[Begin PROVIDED ENTRIES]
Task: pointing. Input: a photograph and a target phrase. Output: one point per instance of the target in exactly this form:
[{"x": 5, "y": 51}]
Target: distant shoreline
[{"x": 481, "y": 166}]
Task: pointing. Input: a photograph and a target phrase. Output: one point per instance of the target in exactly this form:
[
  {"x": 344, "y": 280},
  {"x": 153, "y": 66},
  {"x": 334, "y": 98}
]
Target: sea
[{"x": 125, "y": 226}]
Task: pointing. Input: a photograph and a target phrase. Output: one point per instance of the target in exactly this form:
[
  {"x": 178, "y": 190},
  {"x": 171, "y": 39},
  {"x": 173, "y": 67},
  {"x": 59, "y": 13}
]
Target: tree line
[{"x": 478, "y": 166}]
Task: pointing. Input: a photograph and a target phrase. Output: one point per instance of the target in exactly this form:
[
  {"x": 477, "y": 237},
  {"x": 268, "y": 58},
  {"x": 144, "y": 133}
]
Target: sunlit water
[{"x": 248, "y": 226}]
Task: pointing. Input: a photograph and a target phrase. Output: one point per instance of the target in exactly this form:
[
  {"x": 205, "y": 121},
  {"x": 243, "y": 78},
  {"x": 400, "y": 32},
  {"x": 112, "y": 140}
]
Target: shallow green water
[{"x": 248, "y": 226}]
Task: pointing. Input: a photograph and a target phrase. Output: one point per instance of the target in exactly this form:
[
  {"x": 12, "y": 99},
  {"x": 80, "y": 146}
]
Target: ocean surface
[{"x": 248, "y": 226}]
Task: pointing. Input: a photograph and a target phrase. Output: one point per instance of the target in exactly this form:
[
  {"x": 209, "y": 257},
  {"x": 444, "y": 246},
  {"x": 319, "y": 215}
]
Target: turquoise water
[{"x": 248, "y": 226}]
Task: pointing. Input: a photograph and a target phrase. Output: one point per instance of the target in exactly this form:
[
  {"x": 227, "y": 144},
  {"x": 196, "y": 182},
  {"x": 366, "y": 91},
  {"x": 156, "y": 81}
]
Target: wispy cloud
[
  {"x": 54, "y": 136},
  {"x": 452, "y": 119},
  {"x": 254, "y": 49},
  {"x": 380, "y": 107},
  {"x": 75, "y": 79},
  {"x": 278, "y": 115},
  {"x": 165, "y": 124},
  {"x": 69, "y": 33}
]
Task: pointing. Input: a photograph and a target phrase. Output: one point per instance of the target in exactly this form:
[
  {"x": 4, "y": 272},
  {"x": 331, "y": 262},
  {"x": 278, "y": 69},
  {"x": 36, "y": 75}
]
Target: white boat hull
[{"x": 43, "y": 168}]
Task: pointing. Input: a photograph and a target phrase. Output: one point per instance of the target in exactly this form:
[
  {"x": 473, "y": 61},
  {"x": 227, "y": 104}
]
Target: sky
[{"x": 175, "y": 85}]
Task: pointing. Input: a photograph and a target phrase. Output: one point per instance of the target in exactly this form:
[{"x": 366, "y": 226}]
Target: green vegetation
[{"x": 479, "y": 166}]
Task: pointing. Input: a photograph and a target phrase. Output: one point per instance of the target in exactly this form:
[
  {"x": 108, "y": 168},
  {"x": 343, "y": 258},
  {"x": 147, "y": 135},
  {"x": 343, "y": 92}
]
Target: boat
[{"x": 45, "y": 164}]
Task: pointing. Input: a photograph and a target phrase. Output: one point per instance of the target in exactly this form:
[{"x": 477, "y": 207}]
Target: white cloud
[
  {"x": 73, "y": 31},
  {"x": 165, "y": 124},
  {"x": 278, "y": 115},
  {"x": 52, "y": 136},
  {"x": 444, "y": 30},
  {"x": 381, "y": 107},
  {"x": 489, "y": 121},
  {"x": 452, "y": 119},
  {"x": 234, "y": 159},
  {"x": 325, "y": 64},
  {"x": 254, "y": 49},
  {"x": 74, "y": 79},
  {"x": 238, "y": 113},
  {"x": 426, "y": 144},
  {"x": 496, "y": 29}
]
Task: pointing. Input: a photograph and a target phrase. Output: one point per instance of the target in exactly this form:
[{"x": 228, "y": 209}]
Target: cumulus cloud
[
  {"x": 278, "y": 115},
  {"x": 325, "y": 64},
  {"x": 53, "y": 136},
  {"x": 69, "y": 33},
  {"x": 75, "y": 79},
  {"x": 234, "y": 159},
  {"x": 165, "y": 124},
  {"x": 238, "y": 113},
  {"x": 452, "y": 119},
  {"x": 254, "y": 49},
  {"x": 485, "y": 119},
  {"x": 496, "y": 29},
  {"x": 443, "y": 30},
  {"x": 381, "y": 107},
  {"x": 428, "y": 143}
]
[End PROVIDED ENTRIES]
◆ OBJECTIVE
From the records above, extract everything verbatim.

◆ FULL SOLUTION
Task: pointing. Input: a photograph and a target phrase. Output: one point per instance of the target in exactly this form:
[{"x": 5, "y": 51}]
Target: distant shoreline
[{"x": 481, "y": 166}]
Task: pointing. Input: a photograph and a target phrase. Output: one point per instance of the target in exactly this form:
[
  {"x": 344, "y": 280},
  {"x": 153, "y": 66},
  {"x": 334, "y": 98}
]
Target: sea
[{"x": 125, "y": 226}]
Task: pointing. Input: a photograph and a target phrase. Output: one point per instance of the target in exactly this form:
[
  {"x": 178, "y": 190},
  {"x": 171, "y": 39},
  {"x": 173, "y": 67},
  {"x": 59, "y": 13}
]
Target: tree line
[{"x": 478, "y": 166}]
Task: pointing. Input: a photograph and a target phrase. Output: one point per instance of the target in exactly this form:
[
  {"x": 477, "y": 237},
  {"x": 268, "y": 58},
  {"x": 144, "y": 133}
]
Target: sunlit water
[{"x": 248, "y": 226}]
Task: pointing. Input: a photograph and a target phrase. Output: one point per instance of the target in exactly this form:
[
  {"x": 205, "y": 121},
  {"x": 243, "y": 78},
  {"x": 400, "y": 32},
  {"x": 112, "y": 140}
]
Target: shallow green water
[{"x": 248, "y": 226}]
Task: pointing. Input: a photograph and a target phrase. Output: one point per instance of the target in exactly this form:
[
  {"x": 12, "y": 99},
  {"x": 80, "y": 146}
]
Target: ocean surface
[{"x": 248, "y": 226}]
Task: pointing. Input: a photograph and a target phrase. Output: one point per instance of the target in exactly this form:
[
  {"x": 209, "y": 257},
  {"x": 444, "y": 246},
  {"x": 319, "y": 215}
]
Target: turquoise water
[{"x": 248, "y": 226}]
Task: pointing. Input: a photograph and a target phrase. Output: one point per instance of the target in exactly this form:
[
  {"x": 227, "y": 144},
  {"x": 196, "y": 182},
  {"x": 366, "y": 91},
  {"x": 156, "y": 81}
]
Target: wispy cloud
[
  {"x": 54, "y": 136},
  {"x": 452, "y": 119},
  {"x": 254, "y": 49},
  {"x": 380, "y": 107},
  {"x": 75, "y": 79},
  {"x": 278, "y": 115},
  {"x": 165, "y": 124},
  {"x": 69, "y": 33}
]
Task: pointing. Input: a photograph and a target phrase. Output: one point per instance of the target in exactly this form:
[
  {"x": 4, "y": 272},
  {"x": 331, "y": 262},
  {"x": 278, "y": 69},
  {"x": 36, "y": 75}
]
Target: white boat hull
[{"x": 43, "y": 168}]
Task: pointing. Input: a photograph and a target phrase. Output: one point per instance of the target in exactly this form:
[
  {"x": 473, "y": 61},
  {"x": 227, "y": 104}
]
Target: sky
[{"x": 175, "y": 85}]
Task: pointing. Input: a photograph and a target phrase. Output: one point per instance of the target in exactly this form:
[{"x": 366, "y": 226}]
Target: green vegetation
[{"x": 479, "y": 166}]
Task: pointing. Input: a photograph and a target phrase. Output: one point per instance of the target in exactly this form:
[
  {"x": 108, "y": 168},
  {"x": 343, "y": 258},
  {"x": 147, "y": 135},
  {"x": 343, "y": 92}
]
Target: boat
[{"x": 45, "y": 164}]
Task: pointing. Input: a photograph and a target phrase. Output: one point per instance of the target in exactly this form:
[{"x": 477, "y": 207}]
Target: white cloud
[
  {"x": 73, "y": 31},
  {"x": 165, "y": 124},
  {"x": 278, "y": 115},
  {"x": 52, "y": 136},
  {"x": 444, "y": 30},
  {"x": 381, "y": 107},
  {"x": 489, "y": 121},
  {"x": 452, "y": 119},
  {"x": 234, "y": 159},
  {"x": 325, "y": 64},
  {"x": 254, "y": 49},
  {"x": 74, "y": 79},
  {"x": 238, "y": 113},
  {"x": 426, "y": 144},
  {"x": 496, "y": 29}
]
Task: pointing. Input: a photograph and a target phrase. Output: one point per instance of the target in exactly this form:
[{"x": 228, "y": 209}]
Target: cumulus cloud
[
  {"x": 278, "y": 115},
  {"x": 325, "y": 64},
  {"x": 53, "y": 136},
  {"x": 69, "y": 33},
  {"x": 75, "y": 79},
  {"x": 234, "y": 159},
  {"x": 165, "y": 124},
  {"x": 238, "y": 113},
  {"x": 452, "y": 119},
  {"x": 254, "y": 49},
  {"x": 485, "y": 119},
  {"x": 496, "y": 29},
  {"x": 443, "y": 30},
  {"x": 381, "y": 107},
  {"x": 428, "y": 143}
]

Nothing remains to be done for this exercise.